Task objective: Reproduce all of the lines below, replacing every occurrence of "reply" with "response" and changing nothing else. Leave the pictures out of the output.

Material to process:

+ + + +

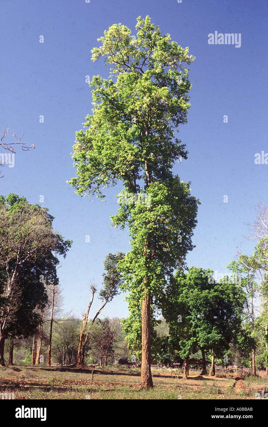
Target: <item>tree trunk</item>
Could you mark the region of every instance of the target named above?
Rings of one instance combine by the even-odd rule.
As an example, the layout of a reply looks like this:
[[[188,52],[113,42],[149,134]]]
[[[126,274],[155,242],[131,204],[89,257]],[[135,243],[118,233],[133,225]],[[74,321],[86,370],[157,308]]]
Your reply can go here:
[[[32,342],[32,364],[35,364],[35,349],[36,347],[36,337],[35,335],[34,335]]]
[[[53,312],[54,308],[54,298],[55,296],[55,283],[53,282],[53,293],[52,294],[52,306],[51,307],[51,314],[50,315],[50,329],[49,330],[49,348],[47,352],[47,364],[50,366],[51,365],[51,341],[52,339],[52,325],[53,325]]]
[[[211,367],[210,368],[210,370],[209,373],[209,376],[213,377],[215,374],[215,367],[214,364],[215,362],[215,354],[214,354],[214,351],[213,349],[212,349],[212,359],[211,360]]]
[[[83,322],[84,323],[84,322]],[[77,352],[77,357],[76,358],[76,366],[81,366],[84,364],[84,357],[85,355],[85,348],[86,341],[87,340],[87,336],[81,330],[80,333],[80,337],[79,338],[79,345]]]
[[[42,338],[43,337],[43,323],[42,323],[38,326],[38,333],[37,338],[37,344],[36,345],[36,358],[35,359],[35,365],[40,364],[40,353],[41,352]]]
[[[187,372],[188,371],[188,362],[187,359],[184,359],[184,362],[183,362],[183,369],[184,373],[183,379],[187,380],[188,377],[187,376]]]
[[[14,348],[14,342],[13,339],[10,340],[9,344],[9,365],[13,364],[13,350]]]
[[[4,361],[5,349],[5,328],[0,327],[0,365],[5,366]]]
[[[141,369],[142,388],[153,387],[151,373],[151,297],[147,293],[141,306]]]
[[[255,350],[254,348],[252,350],[252,375],[254,377],[256,376],[256,367],[255,363]]]
[[[201,353],[202,354],[202,372],[201,374],[199,374],[199,375],[207,375],[206,355],[205,354],[204,347],[201,347]]]

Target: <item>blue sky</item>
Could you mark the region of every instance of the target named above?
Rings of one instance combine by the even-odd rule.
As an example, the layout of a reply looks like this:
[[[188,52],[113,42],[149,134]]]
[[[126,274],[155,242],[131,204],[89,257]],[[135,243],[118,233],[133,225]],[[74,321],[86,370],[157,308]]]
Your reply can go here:
[[[75,131],[92,108],[86,76],[109,76],[102,61],[91,61],[91,50],[114,23],[134,35],[139,15],[149,15],[196,58],[190,66],[188,123],[179,133],[188,158],[174,168],[182,180],[191,181],[192,194],[202,202],[188,266],[224,273],[238,244],[252,254],[254,242],[244,238],[244,223],[254,221],[260,201],[268,204],[268,165],[254,163],[256,153],[268,152],[266,1],[1,0],[0,6],[0,131],[7,122],[7,142],[13,131],[17,136],[24,132],[27,145],[36,147],[18,149],[14,167],[2,168],[0,194],[14,193],[32,203],[43,196],[55,228],[73,240],[58,270],[66,312],[81,316],[90,281],[101,287],[106,255],[130,249],[127,231],[110,225],[121,185],[110,189],[102,203],[75,194],[66,181],[75,175],[70,153]],[[241,34],[241,47],[209,44],[208,34],[216,31]],[[115,298],[102,316],[126,317],[123,298]],[[96,298],[92,314],[100,303]]]

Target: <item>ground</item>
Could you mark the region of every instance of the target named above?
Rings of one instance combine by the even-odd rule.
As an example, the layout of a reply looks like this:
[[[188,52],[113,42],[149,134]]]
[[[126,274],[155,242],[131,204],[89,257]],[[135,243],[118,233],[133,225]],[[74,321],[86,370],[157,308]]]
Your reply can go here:
[[[153,369],[154,387],[147,390],[141,389],[140,369],[103,367],[94,370],[93,380],[91,372],[89,367],[0,367],[0,393],[14,393],[16,399],[251,400],[268,392],[264,373],[236,380],[231,374],[210,377],[190,371],[184,380],[181,371],[173,370],[171,376]]]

+ + + +

Answer to this task:
Target: <item>tree trunk</item>
Could you mark the region of every instance of the target named above?
Rings of one instance combine by the even-odd rule.
As an example, the layout of a response looks like this:
[[[188,52],[113,42],[149,134]]]
[[[126,274],[155,242],[131,204],[89,257]],[[135,243],[118,233],[133,225]],[[74,321],[86,370],[157,308]]]
Your response can go here:
[[[32,342],[32,364],[35,364],[35,349],[36,347],[36,337],[35,335],[34,335]]]
[[[53,312],[54,308],[54,298],[55,296],[55,283],[53,282],[53,293],[52,294],[52,306],[51,307],[51,314],[50,315],[50,329],[49,330],[49,348],[47,352],[47,364],[50,366],[51,365],[51,341],[52,339],[52,325],[53,325]]]
[[[211,367],[210,368],[210,370],[209,373],[209,376],[213,377],[215,374],[215,367],[214,364],[215,362],[215,354],[214,354],[214,351],[213,349],[212,349],[212,359],[211,360]]]
[[[83,322],[84,323],[84,322]],[[77,352],[77,357],[76,358],[76,366],[81,366],[84,364],[84,357],[85,355],[85,348],[86,341],[87,340],[87,336],[81,330],[80,333],[80,337],[79,338],[79,345]]]
[[[42,338],[43,337],[43,323],[42,323],[38,326],[38,333],[37,338],[37,344],[36,345],[36,358],[35,359],[35,365],[40,364],[40,353],[41,352]]]
[[[187,372],[188,371],[188,362],[187,359],[184,359],[184,362],[183,362],[183,369],[184,373],[183,379],[187,380],[188,377],[187,376]]]
[[[14,348],[14,342],[13,339],[10,340],[9,344],[9,365],[13,364],[13,350]]]
[[[4,361],[5,349],[5,328],[0,327],[0,365],[5,366]]]
[[[141,369],[142,388],[153,387],[151,373],[151,297],[147,293],[141,306]]]
[[[255,350],[254,348],[252,350],[252,375],[254,377],[256,376],[256,367],[255,363]]]
[[[201,353],[202,354],[202,372],[201,374],[199,374],[199,375],[207,375],[206,355],[205,354],[204,347],[201,347]]]

Target: <item>blue sky</item>
Could you mark the region of every instance of the target named above?
Rings of one instance combine by the even-odd rule.
As an example, the layout of a response looks like this:
[[[188,52],[113,42],[149,134]]]
[[[126,274],[155,242],[131,204],[89,257]],[[135,243],[118,233],[133,225]],[[74,321],[86,370],[157,308]]]
Your response can go here:
[[[75,131],[92,108],[86,76],[109,76],[102,61],[91,61],[91,50],[114,23],[134,35],[139,15],[149,15],[196,58],[190,66],[188,123],[179,133],[188,158],[174,168],[182,180],[191,181],[192,194],[202,202],[188,266],[224,273],[238,244],[252,254],[254,242],[244,238],[244,223],[254,221],[260,201],[268,204],[268,165],[254,163],[256,153],[268,152],[266,1],[1,0],[0,6],[0,131],[7,122],[7,142],[13,131],[17,136],[24,132],[27,145],[36,147],[18,149],[14,167],[2,168],[0,194],[14,193],[32,203],[43,196],[55,228],[73,240],[58,270],[66,312],[81,316],[90,281],[101,287],[106,255],[130,249],[127,231],[110,225],[121,185],[110,189],[102,203],[75,194],[66,181],[75,175],[70,153]],[[241,34],[241,47],[209,44],[208,34],[216,31]],[[115,298],[102,316],[126,317],[123,298]],[[96,298],[92,314],[100,303]]]

Target: <item>ground</item>
Could you mark the region of every instance of the target named above?
Rings of one instance combine by the even-odd rule.
As an example, the layout of a response looks like this:
[[[188,52],[113,42],[149,134]]]
[[[126,274],[155,242],[131,204],[89,257]],[[135,243],[118,233],[133,225]],[[74,321],[86,370],[157,308]]]
Your response can go here:
[[[153,369],[154,387],[147,390],[141,389],[140,369],[103,367],[94,370],[93,380],[91,372],[89,367],[0,367],[0,393],[14,393],[16,399],[251,400],[268,392],[264,373],[236,380],[231,374],[210,377],[190,371],[184,380],[181,371],[173,370],[171,376]]]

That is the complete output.